▸ **What is asked**: Lay out the lines of the records starting at the line containing "Prove me wrong or prove me right: there's a window" and ending at the line containing "493 299 520 324" as a Markdown table with the columns Row and Record line, skipping any blank lines.

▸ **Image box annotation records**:
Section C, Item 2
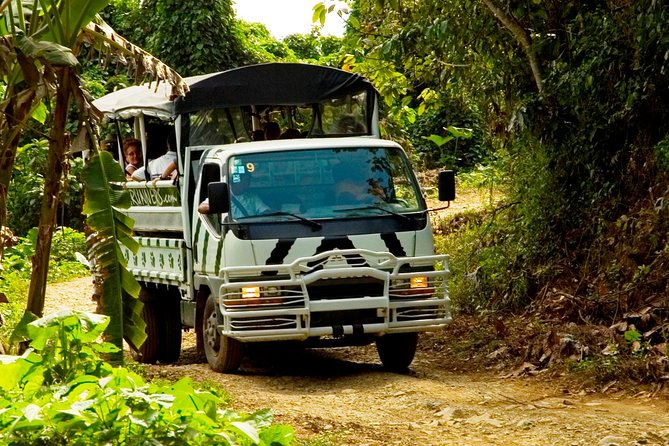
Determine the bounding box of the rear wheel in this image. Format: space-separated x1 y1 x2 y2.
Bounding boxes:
202 295 244 372
376 333 418 372
158 296 183 363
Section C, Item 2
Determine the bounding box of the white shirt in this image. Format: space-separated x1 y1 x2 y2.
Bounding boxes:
132 150 177 181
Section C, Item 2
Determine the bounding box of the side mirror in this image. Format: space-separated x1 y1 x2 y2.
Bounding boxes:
207 182 230 214
439 170 455 201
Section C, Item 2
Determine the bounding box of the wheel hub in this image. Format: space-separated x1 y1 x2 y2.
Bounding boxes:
204 312 219 350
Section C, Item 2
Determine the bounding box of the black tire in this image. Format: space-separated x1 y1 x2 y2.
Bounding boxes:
158 296 183 363
132 287 163 364
376 333 418 372
202 295 244 373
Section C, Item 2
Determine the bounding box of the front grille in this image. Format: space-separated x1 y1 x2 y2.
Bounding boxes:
311 308 384 327
230 317 298 331
307 277 384 301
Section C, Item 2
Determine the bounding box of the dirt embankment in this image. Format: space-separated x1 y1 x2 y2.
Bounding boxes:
46 279 669 446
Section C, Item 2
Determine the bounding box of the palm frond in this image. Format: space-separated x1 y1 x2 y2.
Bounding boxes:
83 152 146 360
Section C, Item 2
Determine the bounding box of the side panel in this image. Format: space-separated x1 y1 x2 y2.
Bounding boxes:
121 237 187 287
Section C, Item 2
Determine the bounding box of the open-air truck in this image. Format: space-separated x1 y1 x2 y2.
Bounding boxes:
95 63 455 372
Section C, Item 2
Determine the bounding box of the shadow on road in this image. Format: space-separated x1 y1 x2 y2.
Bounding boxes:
178 342 411 378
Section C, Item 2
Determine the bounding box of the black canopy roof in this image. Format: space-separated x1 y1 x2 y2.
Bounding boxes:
175 63 378 113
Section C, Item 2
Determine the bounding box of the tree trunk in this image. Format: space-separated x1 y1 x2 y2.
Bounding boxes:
26 67 73 317
483 0 544 93
0 89 36 260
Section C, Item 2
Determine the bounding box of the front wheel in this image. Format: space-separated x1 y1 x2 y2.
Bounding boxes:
376 333 418 372
202 295 244 372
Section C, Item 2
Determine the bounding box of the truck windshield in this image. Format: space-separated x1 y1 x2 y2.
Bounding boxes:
228 147 425 220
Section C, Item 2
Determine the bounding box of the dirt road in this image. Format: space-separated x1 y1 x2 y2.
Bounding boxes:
46 279 669 446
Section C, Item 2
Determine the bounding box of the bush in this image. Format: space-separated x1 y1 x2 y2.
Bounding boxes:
0 310 293 446
7 140 84 236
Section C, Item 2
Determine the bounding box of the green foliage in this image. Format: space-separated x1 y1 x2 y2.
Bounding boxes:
2 227 89 282
0 311 293 446
409 102 489 170
141 0 247 76
100 0 150 48
0 272 30 351
234 20 297 65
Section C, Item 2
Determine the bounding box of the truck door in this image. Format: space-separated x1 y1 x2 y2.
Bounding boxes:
193 162 223 274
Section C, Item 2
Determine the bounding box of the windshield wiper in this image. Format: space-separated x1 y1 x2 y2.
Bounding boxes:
256 211 323 231
334 204 413 222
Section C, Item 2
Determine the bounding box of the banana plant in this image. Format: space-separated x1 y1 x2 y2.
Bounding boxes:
83 152 146 362
0 0 187 358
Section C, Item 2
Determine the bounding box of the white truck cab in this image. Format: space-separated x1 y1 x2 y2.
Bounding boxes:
95 64 454 372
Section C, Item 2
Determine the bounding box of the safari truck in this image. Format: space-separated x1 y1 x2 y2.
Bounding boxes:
95 63 455 372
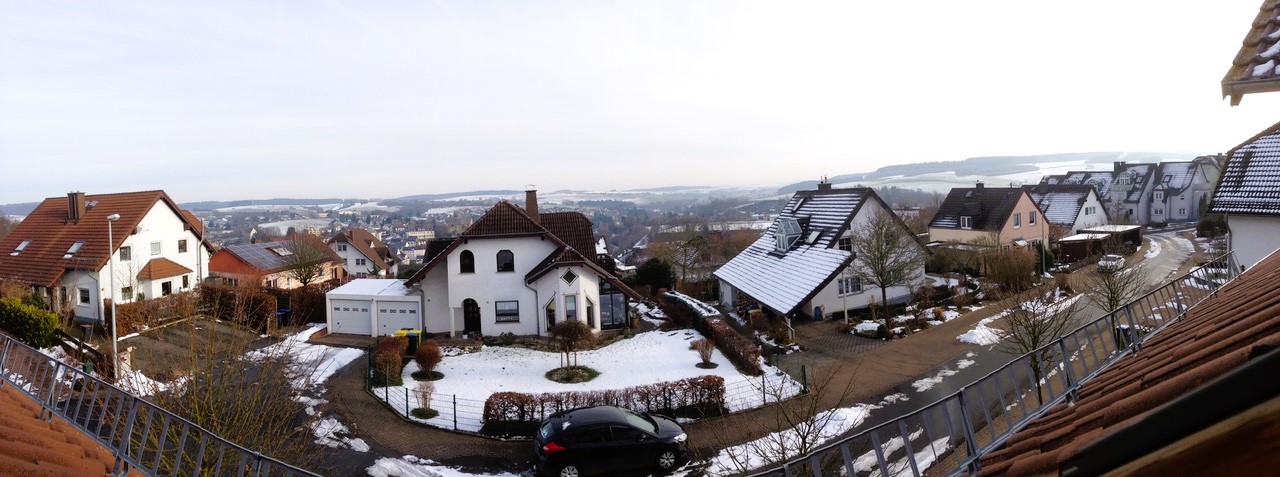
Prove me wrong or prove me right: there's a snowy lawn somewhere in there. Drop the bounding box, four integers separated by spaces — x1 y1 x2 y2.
374 330 800 432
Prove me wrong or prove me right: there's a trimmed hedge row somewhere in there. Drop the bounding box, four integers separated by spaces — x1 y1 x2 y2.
662 294 764 376
0 298 58 348
374 336 408 386
703 318 764 376
480 376 726 436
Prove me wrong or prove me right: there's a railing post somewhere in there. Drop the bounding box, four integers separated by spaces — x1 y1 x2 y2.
956 387 982 473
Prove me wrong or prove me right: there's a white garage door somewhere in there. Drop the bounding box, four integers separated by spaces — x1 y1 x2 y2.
378 302 422 335
329 299 374 336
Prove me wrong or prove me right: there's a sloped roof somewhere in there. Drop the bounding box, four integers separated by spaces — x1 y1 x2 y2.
219 238 342 274
1156 162 1197 194
0 191 204 286
0 386 129 476
1046 170 1115 201
1222 0 1280 106
1117 164 1156 203
929 187 1023 230
1210 123 1280 215
1023 184 1094 226
406 201 640 298
329 229 396 270
714 188 888 315
979 253 1280 476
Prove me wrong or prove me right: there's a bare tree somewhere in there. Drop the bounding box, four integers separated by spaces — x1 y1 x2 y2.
284 234 333 286
850 211 928 312
550 320 595 367
996 285 1079 404
1075 259 1152 312
709 364 860 476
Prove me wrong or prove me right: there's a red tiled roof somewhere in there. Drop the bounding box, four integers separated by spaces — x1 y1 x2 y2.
329 229 396 270
0 385 124 476
0 191 200 286
979 253 1280 476
1222 0 1280 105
138 257 192 280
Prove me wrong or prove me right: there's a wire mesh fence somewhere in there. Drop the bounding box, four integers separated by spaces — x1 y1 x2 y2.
0 335 317 476
753 253 1239 477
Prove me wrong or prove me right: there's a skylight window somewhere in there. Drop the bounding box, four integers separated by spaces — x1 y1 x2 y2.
776 219 800 252
63 240 84 258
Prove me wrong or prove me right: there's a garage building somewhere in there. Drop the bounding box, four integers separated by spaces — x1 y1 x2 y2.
325 279 422 336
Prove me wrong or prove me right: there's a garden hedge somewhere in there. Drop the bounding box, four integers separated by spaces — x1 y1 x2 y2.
480 376 726 436
0 298 58 348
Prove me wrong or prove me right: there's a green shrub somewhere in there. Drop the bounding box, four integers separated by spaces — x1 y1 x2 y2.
0 298 58 348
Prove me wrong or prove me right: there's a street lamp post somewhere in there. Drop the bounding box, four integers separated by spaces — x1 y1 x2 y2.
106 214 120 381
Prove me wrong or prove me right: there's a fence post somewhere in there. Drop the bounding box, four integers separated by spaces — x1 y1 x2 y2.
800 364 809 394
956 387 982 473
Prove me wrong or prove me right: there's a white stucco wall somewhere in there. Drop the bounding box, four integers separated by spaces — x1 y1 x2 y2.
58 201 210 320
1226 215 1280 267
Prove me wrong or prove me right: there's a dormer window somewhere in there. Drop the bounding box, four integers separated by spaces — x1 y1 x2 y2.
774 219 800 252
63 240 84 258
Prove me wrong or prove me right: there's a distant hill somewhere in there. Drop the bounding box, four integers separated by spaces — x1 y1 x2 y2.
182 198 343 211
392 191 525 202
0 202 40 216
778 152 1196 194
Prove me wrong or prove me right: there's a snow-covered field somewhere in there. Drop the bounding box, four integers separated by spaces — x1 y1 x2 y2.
374 330 800 431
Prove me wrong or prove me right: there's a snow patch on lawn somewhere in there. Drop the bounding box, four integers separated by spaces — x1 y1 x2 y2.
365 455 520 477
374 330 801 432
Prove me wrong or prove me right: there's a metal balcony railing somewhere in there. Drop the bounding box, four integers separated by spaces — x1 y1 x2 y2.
751 252 1239 477
0 335 317 477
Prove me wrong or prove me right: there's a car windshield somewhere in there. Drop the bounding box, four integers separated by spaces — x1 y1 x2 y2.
622 409 658 434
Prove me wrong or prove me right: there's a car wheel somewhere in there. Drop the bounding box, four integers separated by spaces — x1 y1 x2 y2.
658 449 680 472
557 464 584 477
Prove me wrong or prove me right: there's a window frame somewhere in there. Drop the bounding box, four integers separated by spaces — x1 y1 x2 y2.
494 249 516 274
458 251 476 274
493 299 520 324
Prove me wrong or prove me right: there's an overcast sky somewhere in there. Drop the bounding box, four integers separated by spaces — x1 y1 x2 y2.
0 0 1280 203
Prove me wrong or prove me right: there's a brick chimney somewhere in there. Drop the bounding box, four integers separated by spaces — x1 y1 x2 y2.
525 189 543 225
818 178 831 191
67 192 84 223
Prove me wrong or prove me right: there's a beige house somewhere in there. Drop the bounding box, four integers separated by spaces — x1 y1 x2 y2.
929 183 1048 249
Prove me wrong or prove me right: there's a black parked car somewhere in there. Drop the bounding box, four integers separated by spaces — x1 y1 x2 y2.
534 405 689 477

▸ **Output of the exercise**:
| Row | Record line |
|---|---|
| 1 | Prove me wrong or prove me right: there's a window frame somewhere in there. Drop the bounding box, four integers separated by spaces — x1 y1 x2 y2. |
| 2 | 494 249 516 274 |
| 3 | 458 251 476 274 |
| 4 | 493 299 520 324 |